**Given problem 1**
Translate this sentence from the biography into Spanish: "Haywood was born in Houston, Texas."

** start Supplied passage **

Michael Haywood

Biographical details
- Born: February 26, 1964 (age 62) Houston, Texas, U.S.

Playing career
- 1984–1986: Notre Dame
- Positions: Wide receiver, defensive back

Coaching career (HC unless noted)
- 1988: Minnesota (GA)
- 1989–1990: Army (DB/DE/ST)
- 1991–1992: Ohio (OLB/ST)
- 1993–1994: Ball State (WR/RB/ST)
- 1995–2002: LSU (RB/ST)
- 2003–2004: Texas (RB/ST)
- 2005–2008: Notre Dame (OC/RB)
- 2009–2010: Miami (OH)
- 2016–2018: Texas Southern

Head coaching record
- Overall: 18–40

Accomplishments and honors

Awards
- AFCA NCAA I-A Assistant Coach of the Year (2005) MAC Coach of the Year (2010)

= Michael Haywood =

American football player and coach (born 1964)

Michael Anthony Haywood (born February 26, 1964) is an American former college football player and coach. He served as the head football coach at Miami University in Oxford, Ohio from 2009 to 2010 and Texas Southern University (TSU) from 2016 to 2018, compiling a career head coaching record of 18–40. Haywood was as an assistant coach at various other universities for 21 seasons. He was initially hired as the head football coach at the University of Pittsburgh in December 2010, but was fired from that position shortly thereafter following domestic violence charges. Haywood played football at the University of Notre Dame as a wide receiver and defensive back from 1984 to 1986.

==Early life==
Haywood was born in Houston, Texas. He attended St. Thomas High School in Houston and then the University of Notre Dame where he played as a wide receiver wearing jersey #1.

==Early coaching career==
Haywood served as an assistant at several college football programs, most notably under Nick Saban at LSU, under Mack Brown at Texas and under Charlie Weis at his alma mater Notre Dame. In December 2007, Haywood was considered one of the two leading candidates for the head coaching position at the University of Houston, alongside Jack Pardee. However, the job eventually went to Kevin Sumlin.

==Miami (OH)==
In December 2008, Haywood was named the head coach of the Miami RedHawks. He replaced Shane Montgomery. After going 1–11 in his first season, Haywood led the Redhawks to an 8–4 record in his second season and a MAC East title. The Redhawks then emerged victorious in the 2010 MAC Championship Game against Northern Illinois University, winning by a final score of 26–21. He was named the 2010 Mid-American Conference football coach of the year.

** end Supplied passage **
** start Available records **

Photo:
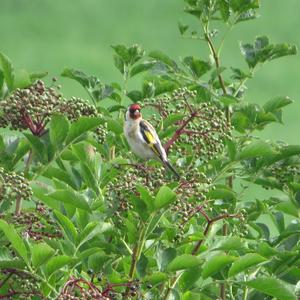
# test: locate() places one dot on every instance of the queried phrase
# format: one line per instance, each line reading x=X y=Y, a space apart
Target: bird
x=143 y=139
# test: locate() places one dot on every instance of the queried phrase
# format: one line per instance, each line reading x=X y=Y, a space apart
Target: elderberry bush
x=98 y=223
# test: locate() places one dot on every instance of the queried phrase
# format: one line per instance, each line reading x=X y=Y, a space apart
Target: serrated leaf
x=37 y=75
x=67 y=225
x=189 y=277
x=272 y=287
x=37 y=146
x=190 y=296
x=256 y=149
x=215 y=264
x=182 y=262
x=276 y=103
x=288 y=208
x=21 y=79
x=156 y=278
x=221 y=192
x=8 y=70
x=182 y=28
x=163 y=58
x=40 y=254
x=135 y=95
x=245 y=262
x=70 y=197
x=231 y=243
x=142 y=67
x=196 y=66
x=59 y=128
x=164 y=197
x=14 y=238
x=57 y=262
x=224 y=9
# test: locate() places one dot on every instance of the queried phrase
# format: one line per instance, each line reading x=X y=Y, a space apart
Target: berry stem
x=216 y=56
x=179 y=131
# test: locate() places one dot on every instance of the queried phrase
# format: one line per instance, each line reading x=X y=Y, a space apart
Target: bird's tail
x=166 y=162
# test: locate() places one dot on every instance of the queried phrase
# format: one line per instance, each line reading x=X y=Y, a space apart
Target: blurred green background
x=48 y=35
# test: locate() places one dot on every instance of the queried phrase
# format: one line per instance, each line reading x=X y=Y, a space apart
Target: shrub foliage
x=82 y=218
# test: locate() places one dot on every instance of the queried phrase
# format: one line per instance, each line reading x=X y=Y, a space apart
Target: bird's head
x=133 y=112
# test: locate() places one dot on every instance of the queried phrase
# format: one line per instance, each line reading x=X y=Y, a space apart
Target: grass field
x=48 y=35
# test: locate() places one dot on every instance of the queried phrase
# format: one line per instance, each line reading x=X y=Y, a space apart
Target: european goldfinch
x=142 y=137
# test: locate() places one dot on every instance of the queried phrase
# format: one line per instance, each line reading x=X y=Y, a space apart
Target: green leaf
x=164 y=197
x=228 y=100
x=256 y=149
x=12 y=264
x=171 y=119
x=222 y=192
x=189 y=277
x=231 y=243
x=67 y=226
x=59 y=128
x=119 y=63
x=40 y=254
x=182 y=28
x=276 y=103
x=243 y=5
x=216 y=263
x=114 y=126
x=8 y=71
x=196 y=66
x=21 y=79
x=70 y=197
x=135 y=95
x=146 y=197
x=190 y=296
x=78 y=76
x=160 y=56
x=81 y=126
x=141 y=266
x=129 y=55
x=182 y=262
x=164 y=257
x=272 y=287
x=37 y=146
x=57 y=262
x=142 y=67
x=15 y=240
x=224 y=9
x=245 y=262
x=37 y=75
x=247 y=15
x=288 y=208
x=156 y=278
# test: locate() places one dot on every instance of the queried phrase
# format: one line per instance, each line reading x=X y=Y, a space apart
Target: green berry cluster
x=205 y=127
x=13 y=186
x=192 y=192
x=75 y=108
x=120 y=189
x=206 y=133
x=29 y=108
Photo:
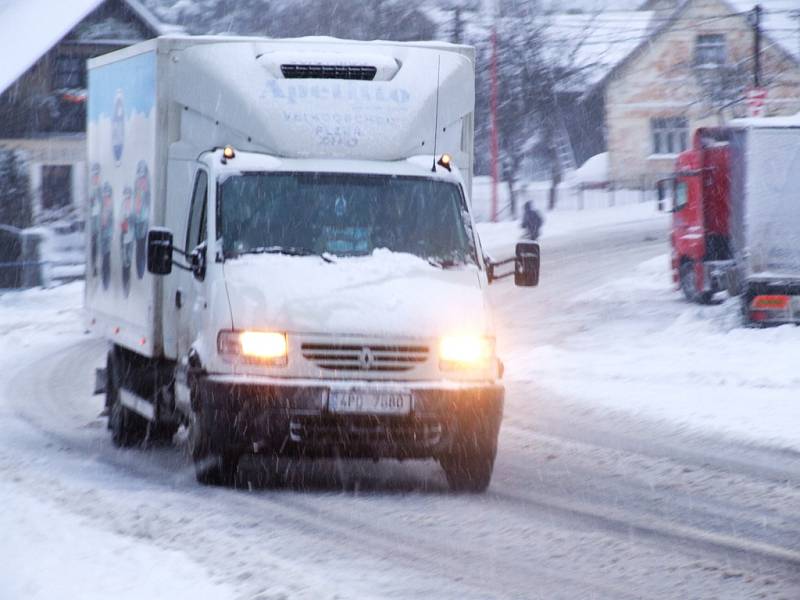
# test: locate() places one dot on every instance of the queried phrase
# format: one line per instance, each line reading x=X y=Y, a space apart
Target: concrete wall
x=661 y=81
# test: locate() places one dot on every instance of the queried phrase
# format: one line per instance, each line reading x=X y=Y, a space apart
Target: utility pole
x=796 y=15
x=755 y=21
x=495 y=150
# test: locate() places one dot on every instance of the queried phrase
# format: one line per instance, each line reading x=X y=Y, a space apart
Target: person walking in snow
x=531 y=221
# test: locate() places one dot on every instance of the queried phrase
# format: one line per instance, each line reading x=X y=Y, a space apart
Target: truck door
x=192 y=288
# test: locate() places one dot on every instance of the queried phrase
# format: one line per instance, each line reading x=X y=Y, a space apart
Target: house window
x=56 y=186
x=709 y=50
x=70 y=72
x=670 y=134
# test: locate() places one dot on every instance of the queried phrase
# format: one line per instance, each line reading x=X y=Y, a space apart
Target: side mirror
x=159 y=251
x=526 y=264
x=197 y=259
x=489 y=269
x=660 y=194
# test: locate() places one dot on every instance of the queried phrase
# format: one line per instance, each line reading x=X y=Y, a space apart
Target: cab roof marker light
x=770 y=302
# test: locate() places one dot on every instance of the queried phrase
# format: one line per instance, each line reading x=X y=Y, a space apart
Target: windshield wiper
x=289 y=251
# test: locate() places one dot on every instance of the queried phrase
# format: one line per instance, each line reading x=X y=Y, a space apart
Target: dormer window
x=709 y=50
x=69 y=72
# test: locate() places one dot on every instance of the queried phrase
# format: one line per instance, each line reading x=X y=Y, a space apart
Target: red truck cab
x=700 y=236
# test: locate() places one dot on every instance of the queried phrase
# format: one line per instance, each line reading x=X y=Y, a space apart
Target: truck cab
x=700 y=236
x=334 y=312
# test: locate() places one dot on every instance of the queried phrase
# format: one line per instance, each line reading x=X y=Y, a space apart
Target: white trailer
x=765 y=216
x=328 y=293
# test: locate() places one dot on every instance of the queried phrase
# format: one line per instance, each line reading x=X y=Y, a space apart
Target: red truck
x=736 y=217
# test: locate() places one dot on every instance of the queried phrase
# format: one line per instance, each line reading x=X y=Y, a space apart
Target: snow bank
x=594 y=170
x=640 y=348
x=47 y=553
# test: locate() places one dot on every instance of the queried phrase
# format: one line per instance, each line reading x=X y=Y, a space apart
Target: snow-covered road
x=588 y=501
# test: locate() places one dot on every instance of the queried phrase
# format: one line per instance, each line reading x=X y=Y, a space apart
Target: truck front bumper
x=292 y=417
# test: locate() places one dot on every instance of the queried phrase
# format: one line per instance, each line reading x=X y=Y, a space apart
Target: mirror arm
x=180 y=266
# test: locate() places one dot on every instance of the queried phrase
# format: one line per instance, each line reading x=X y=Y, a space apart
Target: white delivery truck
x=764 y=180
x=284 y=259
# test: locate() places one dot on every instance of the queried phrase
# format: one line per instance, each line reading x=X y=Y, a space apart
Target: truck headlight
x=268 y=347
x=465 y=352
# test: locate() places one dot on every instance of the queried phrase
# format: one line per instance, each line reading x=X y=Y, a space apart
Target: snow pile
x=640 y=348
x=47 y=553
x=498 y=239
x=594 y=170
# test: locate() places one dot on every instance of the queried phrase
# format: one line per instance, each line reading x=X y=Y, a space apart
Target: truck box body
x=736 y=218
x=765 y=201
x=127 y=151
x=156 y=106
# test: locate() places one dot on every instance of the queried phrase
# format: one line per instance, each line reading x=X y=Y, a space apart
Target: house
x=693 y=68
x=43 y=88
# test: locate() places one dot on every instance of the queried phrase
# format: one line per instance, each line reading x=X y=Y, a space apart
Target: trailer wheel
x=689 y=284
x=212 y=466
x=127 y=428
x=468 y=466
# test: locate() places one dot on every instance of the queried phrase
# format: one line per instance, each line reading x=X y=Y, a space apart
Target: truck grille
x=371 y=357
x=364 y=73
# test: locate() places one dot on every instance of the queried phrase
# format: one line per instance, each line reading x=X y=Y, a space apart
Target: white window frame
x=669 y=135
x=709 y=50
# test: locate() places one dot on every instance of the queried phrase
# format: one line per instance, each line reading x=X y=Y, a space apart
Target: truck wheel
x=689 y=284
x=212 y=466
x=469 y=465
x=127 y=428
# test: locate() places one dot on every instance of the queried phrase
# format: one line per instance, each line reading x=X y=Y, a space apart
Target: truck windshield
x=343 y=215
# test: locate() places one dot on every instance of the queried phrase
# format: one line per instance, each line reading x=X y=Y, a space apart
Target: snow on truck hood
x=384 y=294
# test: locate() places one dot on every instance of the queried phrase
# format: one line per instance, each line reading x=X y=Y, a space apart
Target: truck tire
x=127 y=428
x=212 y=466
x=689 y=284
x=468 y=466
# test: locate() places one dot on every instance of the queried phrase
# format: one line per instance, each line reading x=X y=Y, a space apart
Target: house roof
x=777 y=28
x=27 y=36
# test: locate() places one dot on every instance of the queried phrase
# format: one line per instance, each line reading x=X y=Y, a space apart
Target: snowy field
x=48 y=552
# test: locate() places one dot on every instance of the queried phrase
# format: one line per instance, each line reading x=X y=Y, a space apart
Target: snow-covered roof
x=30 y=28
x=778 y=26
x=599 y=40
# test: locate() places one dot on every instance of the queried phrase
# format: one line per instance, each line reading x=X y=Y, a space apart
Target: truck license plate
x=369 y=402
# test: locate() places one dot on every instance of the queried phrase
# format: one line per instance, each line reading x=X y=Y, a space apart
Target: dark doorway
x=56 y=186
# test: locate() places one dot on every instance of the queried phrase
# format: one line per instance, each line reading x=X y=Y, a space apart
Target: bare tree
x=536 y=71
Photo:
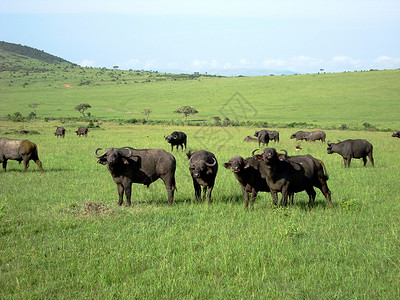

** end Available records **

**Given problem 2**
Convert the listing into a Markdown table with the columns Number and Record line, starting with its first line and going on through the line that contains "x=143 y=139". Leave out blank lines and the pictures.

**Exercise result 1**
Haywood nació en Houston, Texas.

**Exercise result 2**
| Number | Record line |
|---|---|
| 1 | Photo: |
| 2 | # test: locate() places one dot on every instance of the queried phrase |
| 3 | # format: one line per instance, each line reading x=X y=Y, a space apart |
| 4 | Target: bird |
| 5 | x=143 y=139 |